Data items:
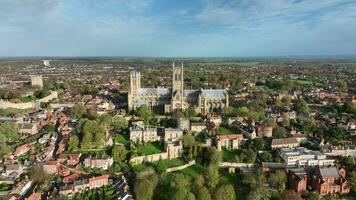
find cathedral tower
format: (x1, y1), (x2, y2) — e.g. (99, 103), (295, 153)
(172, 62), (184, 111)
(130, 72), (141, 97)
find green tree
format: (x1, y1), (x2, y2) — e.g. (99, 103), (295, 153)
(350, 171), (356, 194)
(268, 170), (287, 192)
(81, 132), (93, 149)
(195, 186), (211, 200)
(237, 106), (250, 117)
(307, 192), (321, 200)
(71, 103), (87, 119)
(0, 122), (20, 141)
(204, 165), (219, 190)
(272, 126), (287, 138)
(136, 105), (153, 120)
(281, 190), (302, 200)
(214, 184), (236, 200)
(183, 134), (195, 148)
(293, 99), (310, 114)
(111, 115), (129, 132)
(205, 147), (222, 165)
(111, 145), (127, 162)
(68, 135), (79, 151)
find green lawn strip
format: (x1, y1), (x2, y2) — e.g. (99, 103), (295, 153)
(0, 183), (12, 191)
(0, 108), (26, 116)
(221, 149), (238, 162)
(219, 126), (239, 135)
(136, 142), (164, 156)
(172, 164), (205, 179)
(115, 134), (129, 144)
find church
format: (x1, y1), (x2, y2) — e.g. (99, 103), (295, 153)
(128, 62), (229, 114)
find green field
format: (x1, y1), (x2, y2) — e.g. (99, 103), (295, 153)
(135, 142), (164, 156)
(289, 79), (313, 85)
(0, 108), (26, 116)
(221, 149), (237, 162)
(114, 134), (129, 144)
(172, 164), (205, 179)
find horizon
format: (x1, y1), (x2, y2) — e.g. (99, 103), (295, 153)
(0, 0), (356, 58)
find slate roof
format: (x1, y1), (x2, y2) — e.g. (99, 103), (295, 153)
(139, 88), (170, 96)
(319, 167), (340, 178)
(201, 89), (226, 98)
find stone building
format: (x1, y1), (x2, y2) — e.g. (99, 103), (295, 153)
(128, 62), (229, 113)
(31, 75), (43, 88)
(216, 134), (244, 151)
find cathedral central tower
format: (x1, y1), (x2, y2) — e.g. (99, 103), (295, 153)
(172, 62), (184, 111)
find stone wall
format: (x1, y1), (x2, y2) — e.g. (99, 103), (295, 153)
(0, 91), (58, 109)
(166, 160), (195, 172)
(130, 152), (168, 165)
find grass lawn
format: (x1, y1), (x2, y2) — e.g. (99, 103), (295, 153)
(172, 164), (205, 179)
(0, 183), (12, 191)
(114, 134), (129, 144)
(135, 142), (164, 156)
(0, 108), (26, 116)
(219, 126), (239, 135)
(221, 149), (237, 162)
(73, 148), (106, 153)
(133, 158), (186, 172)
(289, 79), (313, 85)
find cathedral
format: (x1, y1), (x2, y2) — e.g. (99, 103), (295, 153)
(128, 62), (229, 114)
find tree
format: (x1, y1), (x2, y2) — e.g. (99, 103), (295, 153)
(195, 186), (211, 200)
(258, 152), (273, 162)
(281, 190), (302, 200)
(240, 148), (256, 163)
(268, 170), (287, 192)
(204, 165), (219, 190)
(111, 145), (127, 162)
(81, 132), (93, 149)
(205, 147), (222, 165)
(282, 96), (292, 108)
(68, 135), (79, 151)
(237, 106), (250, 117)
(214, 184), (236, 200)
(136, 105), (153, 120)
(183, 134), (195, 148)
(350, 171), (356, 194)
(272, 126), (287, 138)
(134, 179), (155, 200)
(293, 99), (310, 114)
(307, 192), (321, 200)
(71, 103), (87, 119)
(111, 115), (129, 132)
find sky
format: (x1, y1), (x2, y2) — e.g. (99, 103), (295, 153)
(0, 0), (356, 57)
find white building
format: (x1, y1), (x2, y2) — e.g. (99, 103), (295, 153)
(43, 60), (49, 67)
(279, 147), (335, 167)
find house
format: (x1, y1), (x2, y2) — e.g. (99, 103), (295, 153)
(43, 160), (58, 174)
(279, 147), (335, 167)
(190, 122), (206, 133)
(311, 167), (350, 196)
(287, 168), (308, 195)
(271, 137), (299, 149)
(84, 156), (113, 170)
(164, 128), (183, 141)
(14, 144), (31, 157)
(216, 134), (244, 151)
(5, 163), (25, 179)
(129, 126), (160, 142)
(88, 174), (109, 189)
(57, 153), (82, 165)
(19, 123), (38, 135)
(261, 162), (286, 174)
(257, 126), (273, 138)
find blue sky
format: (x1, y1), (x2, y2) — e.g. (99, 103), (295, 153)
(0, 0), (356, 57)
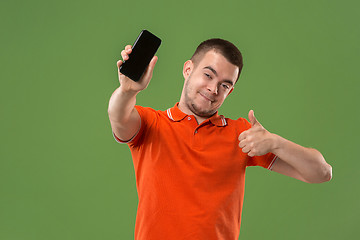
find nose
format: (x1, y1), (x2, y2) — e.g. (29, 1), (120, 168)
(207, 82), (218, 95)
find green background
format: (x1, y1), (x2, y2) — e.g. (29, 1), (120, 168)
(0, 0), (360, 240)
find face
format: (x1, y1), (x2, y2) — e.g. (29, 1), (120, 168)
(179, 51), (239, 117)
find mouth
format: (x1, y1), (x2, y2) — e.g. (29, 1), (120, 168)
(199, 92), (215, 102)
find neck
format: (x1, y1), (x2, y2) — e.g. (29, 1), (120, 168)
(178, 100), (209, 124)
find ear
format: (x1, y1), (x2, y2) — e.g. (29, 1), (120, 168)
(183, 60), (194, 80)
(226, 87), (234, 97)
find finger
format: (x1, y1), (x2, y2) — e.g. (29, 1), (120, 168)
(248, 151), (256, 157)
(125, 45), (132, 52)
(239, 140), (246, 148)
(238, 131), (246, 141)
(121, 50), (129, 61)
(116, 60), (123, 68)
(241, 146), (251, 153)
(249, 110), (259, 126)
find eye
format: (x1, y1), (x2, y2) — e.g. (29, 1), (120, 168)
(204, 73), (212, 79)
(221, 83), (230, 89)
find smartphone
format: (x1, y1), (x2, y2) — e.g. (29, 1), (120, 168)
(120, 30), (161, 82)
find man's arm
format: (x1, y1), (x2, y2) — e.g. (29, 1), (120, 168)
(108, 45), (157, 141)
(239, 110), (332, 183)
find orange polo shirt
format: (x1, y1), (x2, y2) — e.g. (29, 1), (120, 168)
(114, 104), (276, 240)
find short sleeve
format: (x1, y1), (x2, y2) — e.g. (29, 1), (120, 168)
(113, 106), (156, 147)
(246, 153), (277, 170)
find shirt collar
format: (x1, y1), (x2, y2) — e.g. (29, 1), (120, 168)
(166, 103), (227, 127)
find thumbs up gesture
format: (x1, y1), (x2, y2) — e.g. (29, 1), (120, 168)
(239, 110), (274, 157)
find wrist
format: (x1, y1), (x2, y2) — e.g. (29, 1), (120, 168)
(270, 133), (282, 153)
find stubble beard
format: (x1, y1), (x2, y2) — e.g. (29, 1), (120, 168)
(185, 76), (217, 117)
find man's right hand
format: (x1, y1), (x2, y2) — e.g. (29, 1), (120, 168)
(117, 45), (158, 92)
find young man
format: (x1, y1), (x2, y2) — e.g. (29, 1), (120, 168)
(108, 39), (332, 240)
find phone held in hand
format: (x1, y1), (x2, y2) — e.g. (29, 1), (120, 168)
(120, 30), (161, 82)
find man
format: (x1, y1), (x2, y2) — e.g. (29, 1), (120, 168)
(108, 39), (332, 240)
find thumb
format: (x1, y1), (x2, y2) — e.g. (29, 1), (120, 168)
(249, 110), (260, 126)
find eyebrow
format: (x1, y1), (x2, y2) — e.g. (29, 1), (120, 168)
(203, 66), (234, 86)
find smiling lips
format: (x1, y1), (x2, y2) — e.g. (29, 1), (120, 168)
(199, 92), (215, 102)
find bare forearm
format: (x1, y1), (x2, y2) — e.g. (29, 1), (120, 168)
(272, 134), (332, 183)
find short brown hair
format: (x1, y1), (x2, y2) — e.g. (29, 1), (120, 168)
(191, 38), (243, 81)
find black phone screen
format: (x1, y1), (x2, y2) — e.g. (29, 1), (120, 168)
(120, 30), (161, 81)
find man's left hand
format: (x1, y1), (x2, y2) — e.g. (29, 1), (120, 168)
(239, 110), (275, 157)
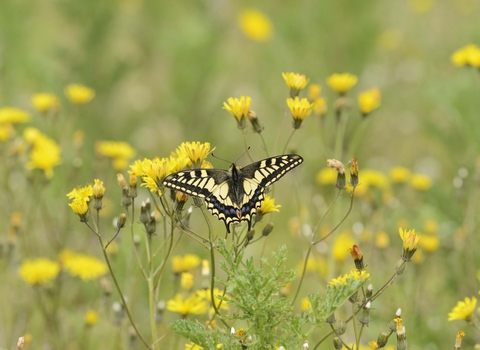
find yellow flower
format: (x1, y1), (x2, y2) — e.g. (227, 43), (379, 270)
(176, 142), (215, 170)
(85, 309), (98, 326)
(167, 294), (207, 317)
(63, 254), (108, 281)
(95, 141), (136, 171)
(180, 272), (193, 292)
(282, 72), (310, 98)
(92, 179), (105, 198)
(32, 92), (60, 113)
(316, 168), (338, 185)
(26, 133), (62, 179)
(223, 96), (252, 129)
(451, 44), (480, 68)
(408, 0), (434, 14)
(375, 231), (390, 249)
(301, 298), (312, 312)
(327, 73), (358, 95)
(410, 174), (432, 191)
(448, 297), (477, 321)
(308, 84), (322, 101)
(358, 88), (382, 116)
(287, 96), (313, 129)
(65, 84), (95, 106)
(328, 270), (370, 287)
(0, 123), (15, 142)
(0, 107), (30, 124)
(197, 288), (229, 314)
(332, 230), (355, 262)
(172, 254), (201, 275)
(313, 97), (327, 117)
(68, 199), (88, 222)
(420, 235), (440, 253)
(238, 9), (273, 42)
(67, 185), (93, 202)
(390, 166), (412, 184)
(257, 194), (281, 215)
(130, 158), (172, 196)
(19, 258), (60, 286)
(185, 342), (203, 350)
(398, 227), (420, 261)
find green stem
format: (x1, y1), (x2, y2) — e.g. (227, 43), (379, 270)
(282, 128), (297, 154)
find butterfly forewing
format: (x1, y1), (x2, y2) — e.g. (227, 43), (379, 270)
(163, 154), (303, 232)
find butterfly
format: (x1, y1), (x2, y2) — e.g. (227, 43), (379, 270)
(163, 154), (303, 232)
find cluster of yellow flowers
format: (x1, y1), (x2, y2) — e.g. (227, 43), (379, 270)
(129, 142), (214, 196)
(317, 166), (432, 196)
(95, 141), (136, 171)
(451, 44), (480, 68)
(18, 250), (107, 285)
(23, 128), (62, 179)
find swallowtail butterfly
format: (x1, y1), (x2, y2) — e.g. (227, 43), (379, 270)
(163, 154), (303, 232)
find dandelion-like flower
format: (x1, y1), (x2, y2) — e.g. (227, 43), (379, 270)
(327, 73), (358, 95)
(238, 9), (273, 42)
(287, 96), (313, 129)
(167, 294), (207, 318)
(223, 96), (252, 129)
(19, 258), (60, 286)
(176, 142), (215, 168)
(63, 254), (108, 281)
(398, 227), (420, 261)
(448, 297), (477, 321)
(32, 92), (60, 113)
(0, 107), (30, 124)
(358, 89), (382, 117)
(451, 44), (480, 68)
(24, 128), (62, 179)
(282, 72), (310, 98)
(313, 97), (327, 117)
(95, 141), (136, 171)
(65, 84), (95, 106)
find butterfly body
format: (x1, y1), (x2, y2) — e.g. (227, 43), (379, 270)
(163, 154), (303, 232)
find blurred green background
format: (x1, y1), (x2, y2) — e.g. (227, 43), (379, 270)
(0, 0), (480, 350)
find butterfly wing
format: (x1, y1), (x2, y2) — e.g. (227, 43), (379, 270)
(241, 154), (303, 187)
(163, 154), (303, 232)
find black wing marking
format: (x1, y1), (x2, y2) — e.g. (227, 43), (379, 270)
(241, 154), (303, 187)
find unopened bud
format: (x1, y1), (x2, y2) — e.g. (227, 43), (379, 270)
(117, 213), (127, 230)
(129, 173), (138, 198)
(377, 332), (388, 349)
(350, 158), (358, 188)
(145, 213), (157, 236)
(121, 188), (132, 208)
(347, 244), (365, 271)
(333, 320), (347, 335)
(247, 111), (264, 134)
(139, 198), (150, 225)
(117, 173), (128, 190)
(333, 337), (343, 350)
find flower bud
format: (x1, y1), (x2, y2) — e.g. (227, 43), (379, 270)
(129, 173), (138, 198)
(247, 110), (264, 134)
(117, 213), (127, 230)
(333, 337), (343, 350)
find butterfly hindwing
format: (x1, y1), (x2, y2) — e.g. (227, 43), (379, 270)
(163, 154), (303, 232)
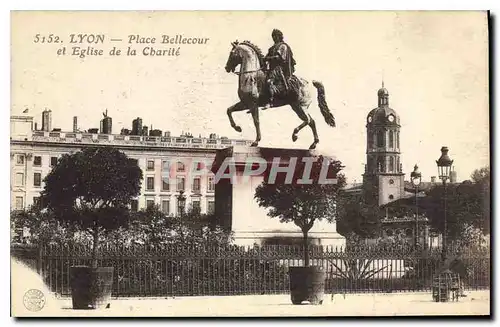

• What to produce
Reproduce the items starting at the beginning and ending with the line containing "(0, 0), (356, 58)", switching "find" to "locate" and leaving the pictures out.

• Answer to the exercise
locate cathedral tower
format: (x1, y1), (x2, y2) — e.g. (99, 103), (295, 153)
(172, 62), (184, 111)
(130, 72), (141, 97)
locate green tree
format: (x1, y1), (x2, y2) — e.g. (99, 103), (295, 153)
(350, 171), (356, 194)
(268, 170), (287, 192)
(81, 132), (93, 149)
(195, 186), (211, 200)
(237, 106), (250, 117)
(307, 192), (321, 200)
(71, 103), (87, 119)
(0, 122), (20, 141)
(204, 165), (219, 190)
(272, 126), (287, 138)
(136, 105), (153, 120)
(281, 190), (302, 200)
(214, 184), (236, 200)
(183, 134), (195, 148)
(293, 99), (310, 114)
(111, 115), (129, 132)
(205, 147), (222, 165)
(111, 145), (127, 162)
(68, 135), (79, 151)
locate green lawn strip
format: (x1, y1), (x2, y2) — e.g. (99, 103), (295, 153)
(0, 183), (12, 191)
(0, 108), (26, 116)
(221, 149), (238, 162)
(219, 126), (239, 135)
(136, 142), (164, 156)
(172, 164), (205, 179)
(115, 134), (129, 144)
locate church
format: (x1, y1), (x2, y2) — e.g. (99, 103), (295, 153)
(128, 62), (229, 114)
locate green field
format: (x1, y1), (x2, y2) — e.g. (99, 103), (295, 153)
(135, 142), (164, 156)
(289, 79), (313, 85)
(0, 108), (26, 116)
(221, 149), (237, 162)
(114, 134), (129, 144)
(172, 164), (205, 179)
locate horizon
format: (x1, y1), (x2, y2) — e.g. (99, 103), (295, 153)
(0, 0), (356, 58)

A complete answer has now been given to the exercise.